◆ Written tasks
A: According to the profile of Park Slope artist Nancy Rodrigo, where was she born and where was she raised?
B: Carry the profile of artist Nancy Rodrigo forward from its last sentence.

◆ Text segment
-- start --

Meet Park Slope Artist Nancy Rodrigo
PARK SLOPE – BKLYNER first met artist Nancy Rodrigo back in September at the 10th Annual 10th Street Block Party and Art Exhibit in Park Slope.
Rodrigo and her partner, fellow artist Janice Pullicino, hosted an exhibition outside on their driveway featuring some of their own artwork as well as work by local artists and neighbors. It was a friendly affair and Rodrigo was kind enough to invite us for a peek inside her studio.
Rodrigo is a native New Yorker, born in Manhattan and raised in Jackson Heights, Queens. She studied art at The National Academy and attended workshops in the 80s at the New York Feminist Art Institute and Empire State College. Her work has been exhibited in galleries in Greenwich Village, the East Village, and Soho.
While primarily an oil painter, Rodrigo uses various media to express her “visions of alternative worlds,” according to her artist’s statement. Her early paintings in the 1980’s examined her coming out as a married, lesbian mother in her twenties and explored the isolation, oppression, and fear that women experience.
In the 1990’s she began working with found objects, creating collages inspired by antique photographs she discovered. Constructed with wood and mounted onto canvas, these works explored family dynamics, feminism, LGBTQ/gender issues, illness, war, and climate change, according to her artist’s statement.
Rodrigo began this series of work when she first moved to Park Slope. “When I first moved here, I started the ‘Collective Memory’ series, which are paintings, assemblages, shrines built around old photos I was finding on the street,” she explains. “People were throwing out old photo albums, so I started collecting them.” She says she still finds and collects discarded pictures and continues to make these types of works today.

-- end --

[Rows from a pointing dataset]
-- start --

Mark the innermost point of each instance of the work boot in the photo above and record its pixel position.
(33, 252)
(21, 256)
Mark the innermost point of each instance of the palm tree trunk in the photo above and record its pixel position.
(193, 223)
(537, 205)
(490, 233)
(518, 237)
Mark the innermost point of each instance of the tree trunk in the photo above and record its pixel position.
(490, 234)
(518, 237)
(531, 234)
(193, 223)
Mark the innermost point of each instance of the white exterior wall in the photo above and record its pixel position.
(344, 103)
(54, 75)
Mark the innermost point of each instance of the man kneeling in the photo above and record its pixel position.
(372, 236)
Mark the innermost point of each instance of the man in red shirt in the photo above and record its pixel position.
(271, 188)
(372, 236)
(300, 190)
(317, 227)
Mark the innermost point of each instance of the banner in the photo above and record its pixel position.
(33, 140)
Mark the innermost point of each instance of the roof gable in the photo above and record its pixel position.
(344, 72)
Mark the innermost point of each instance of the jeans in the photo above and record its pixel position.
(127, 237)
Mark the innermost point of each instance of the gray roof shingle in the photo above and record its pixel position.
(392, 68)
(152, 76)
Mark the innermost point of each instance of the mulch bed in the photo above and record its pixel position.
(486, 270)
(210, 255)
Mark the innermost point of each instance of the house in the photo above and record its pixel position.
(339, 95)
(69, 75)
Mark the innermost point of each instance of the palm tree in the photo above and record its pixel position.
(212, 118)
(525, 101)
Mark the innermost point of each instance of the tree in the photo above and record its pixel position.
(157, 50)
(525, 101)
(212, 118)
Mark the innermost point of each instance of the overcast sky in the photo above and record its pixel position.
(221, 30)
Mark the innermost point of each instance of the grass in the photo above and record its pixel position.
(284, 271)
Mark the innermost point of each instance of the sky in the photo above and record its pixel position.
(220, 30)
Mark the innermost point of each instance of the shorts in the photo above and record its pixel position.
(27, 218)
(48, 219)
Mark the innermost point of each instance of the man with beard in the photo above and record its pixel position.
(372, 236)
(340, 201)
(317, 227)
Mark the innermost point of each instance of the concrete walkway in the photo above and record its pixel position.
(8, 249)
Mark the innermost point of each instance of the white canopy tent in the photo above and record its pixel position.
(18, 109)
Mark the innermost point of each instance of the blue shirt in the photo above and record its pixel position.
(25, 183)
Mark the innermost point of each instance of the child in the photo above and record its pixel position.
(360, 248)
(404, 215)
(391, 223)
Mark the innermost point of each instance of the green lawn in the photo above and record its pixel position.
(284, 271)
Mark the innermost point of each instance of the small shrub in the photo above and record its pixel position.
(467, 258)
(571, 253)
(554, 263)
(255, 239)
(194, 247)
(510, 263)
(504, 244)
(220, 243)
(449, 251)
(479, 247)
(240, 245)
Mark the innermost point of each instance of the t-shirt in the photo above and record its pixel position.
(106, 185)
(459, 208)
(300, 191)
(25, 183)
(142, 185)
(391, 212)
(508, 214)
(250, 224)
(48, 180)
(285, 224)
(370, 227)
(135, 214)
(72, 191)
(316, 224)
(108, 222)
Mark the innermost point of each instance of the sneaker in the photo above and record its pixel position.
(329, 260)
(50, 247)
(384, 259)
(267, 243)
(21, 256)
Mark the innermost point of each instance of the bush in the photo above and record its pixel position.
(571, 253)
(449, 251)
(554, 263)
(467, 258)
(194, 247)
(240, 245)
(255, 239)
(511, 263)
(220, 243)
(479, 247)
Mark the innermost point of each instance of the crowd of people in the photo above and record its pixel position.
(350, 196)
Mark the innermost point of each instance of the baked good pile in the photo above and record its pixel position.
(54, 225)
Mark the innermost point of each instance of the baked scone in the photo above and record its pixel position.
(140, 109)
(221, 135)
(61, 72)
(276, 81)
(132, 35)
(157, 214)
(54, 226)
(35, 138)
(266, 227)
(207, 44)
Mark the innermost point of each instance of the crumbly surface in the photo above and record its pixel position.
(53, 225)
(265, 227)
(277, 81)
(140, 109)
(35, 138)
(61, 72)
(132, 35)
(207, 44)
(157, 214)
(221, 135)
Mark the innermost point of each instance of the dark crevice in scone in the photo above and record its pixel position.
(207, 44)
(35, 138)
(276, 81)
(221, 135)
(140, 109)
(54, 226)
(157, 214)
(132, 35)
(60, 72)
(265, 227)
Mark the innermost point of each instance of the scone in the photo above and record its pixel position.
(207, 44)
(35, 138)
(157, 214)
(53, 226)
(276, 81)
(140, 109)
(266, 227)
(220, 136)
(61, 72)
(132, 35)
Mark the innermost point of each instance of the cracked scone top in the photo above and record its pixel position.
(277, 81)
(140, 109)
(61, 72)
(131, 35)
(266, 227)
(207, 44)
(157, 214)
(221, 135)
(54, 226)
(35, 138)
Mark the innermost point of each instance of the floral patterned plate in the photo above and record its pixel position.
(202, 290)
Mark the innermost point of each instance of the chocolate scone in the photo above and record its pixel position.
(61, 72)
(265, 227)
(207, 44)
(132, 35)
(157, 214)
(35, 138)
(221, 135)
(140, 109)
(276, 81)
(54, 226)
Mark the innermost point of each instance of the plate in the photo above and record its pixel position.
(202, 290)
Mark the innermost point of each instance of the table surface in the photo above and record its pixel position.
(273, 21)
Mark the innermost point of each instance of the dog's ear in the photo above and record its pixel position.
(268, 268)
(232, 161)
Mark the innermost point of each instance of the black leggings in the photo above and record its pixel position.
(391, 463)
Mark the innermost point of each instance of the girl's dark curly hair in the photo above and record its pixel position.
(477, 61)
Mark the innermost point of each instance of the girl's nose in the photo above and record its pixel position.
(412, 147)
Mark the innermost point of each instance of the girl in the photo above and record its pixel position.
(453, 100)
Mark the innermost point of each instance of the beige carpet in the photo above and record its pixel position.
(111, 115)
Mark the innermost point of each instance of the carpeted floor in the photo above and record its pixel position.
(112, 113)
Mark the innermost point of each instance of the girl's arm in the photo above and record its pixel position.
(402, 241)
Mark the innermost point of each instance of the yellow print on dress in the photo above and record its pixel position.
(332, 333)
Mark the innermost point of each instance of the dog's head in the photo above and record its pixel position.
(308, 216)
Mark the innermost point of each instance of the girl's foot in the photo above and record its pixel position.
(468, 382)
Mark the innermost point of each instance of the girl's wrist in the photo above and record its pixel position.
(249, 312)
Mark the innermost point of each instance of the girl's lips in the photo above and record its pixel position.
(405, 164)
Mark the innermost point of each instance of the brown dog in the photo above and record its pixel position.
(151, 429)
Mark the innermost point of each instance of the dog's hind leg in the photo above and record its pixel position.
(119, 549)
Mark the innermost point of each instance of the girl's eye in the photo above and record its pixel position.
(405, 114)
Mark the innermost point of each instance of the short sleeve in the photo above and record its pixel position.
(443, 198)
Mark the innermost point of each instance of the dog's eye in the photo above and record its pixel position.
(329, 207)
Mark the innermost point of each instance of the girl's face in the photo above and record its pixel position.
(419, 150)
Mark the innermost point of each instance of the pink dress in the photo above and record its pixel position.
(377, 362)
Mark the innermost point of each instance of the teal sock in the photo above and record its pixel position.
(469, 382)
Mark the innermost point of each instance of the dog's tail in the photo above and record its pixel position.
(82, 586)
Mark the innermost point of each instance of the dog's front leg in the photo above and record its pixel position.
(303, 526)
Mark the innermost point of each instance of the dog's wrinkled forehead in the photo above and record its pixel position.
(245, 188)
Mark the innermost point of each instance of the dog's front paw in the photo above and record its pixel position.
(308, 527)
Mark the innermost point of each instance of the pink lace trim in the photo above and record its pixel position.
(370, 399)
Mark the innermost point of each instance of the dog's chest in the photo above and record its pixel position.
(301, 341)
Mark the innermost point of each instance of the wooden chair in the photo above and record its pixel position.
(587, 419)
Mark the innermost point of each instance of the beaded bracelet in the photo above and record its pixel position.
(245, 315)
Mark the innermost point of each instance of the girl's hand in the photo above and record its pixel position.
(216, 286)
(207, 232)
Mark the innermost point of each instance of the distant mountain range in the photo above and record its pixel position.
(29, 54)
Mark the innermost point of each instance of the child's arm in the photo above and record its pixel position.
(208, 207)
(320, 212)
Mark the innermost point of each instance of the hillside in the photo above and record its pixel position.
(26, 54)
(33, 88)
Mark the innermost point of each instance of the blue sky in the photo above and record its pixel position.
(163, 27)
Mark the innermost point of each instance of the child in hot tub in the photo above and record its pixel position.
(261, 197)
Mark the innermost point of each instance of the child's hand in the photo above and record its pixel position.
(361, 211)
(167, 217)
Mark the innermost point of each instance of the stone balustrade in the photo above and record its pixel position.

-- end --

◆ Per-task answers
A: She was born in Manhattan and raised in Jackson Heights, Queens.

B:
“The passage of time is palpable here, we’re surrounded by architecture that is a reminder of how swiftly that time goes,” she notes. “I imagine how these streets were like with horse and carriages, and that inspires me, like living in a museum. Now we just need to preserve it.”
“Life experiences and the natural world,” are what ultimately inspire her work, she explains. Since moving to Park Slope in 1991, Rodrigo has transitioned through four bodies of work, “It’s always evolving,” she says.
The artist moved to Park Slope from Queens with her son, Jonathan, because the neighborhood had good schools, was close to the park, was easy to navigate, and at the time, had affordable rents. Another selling point for the neighborhood was its large LGBT community, “As a lesbian mom, I was seeking community with other LGBTQ parents who settled here in the 80s and 90s,” she recalls.
Unfortunately, over the years, that community has gotten considerably smaller as “most have moved out to other neighborhoods or left the city,” Rodrigo explains. The artist adds that gentrification is partly to blame.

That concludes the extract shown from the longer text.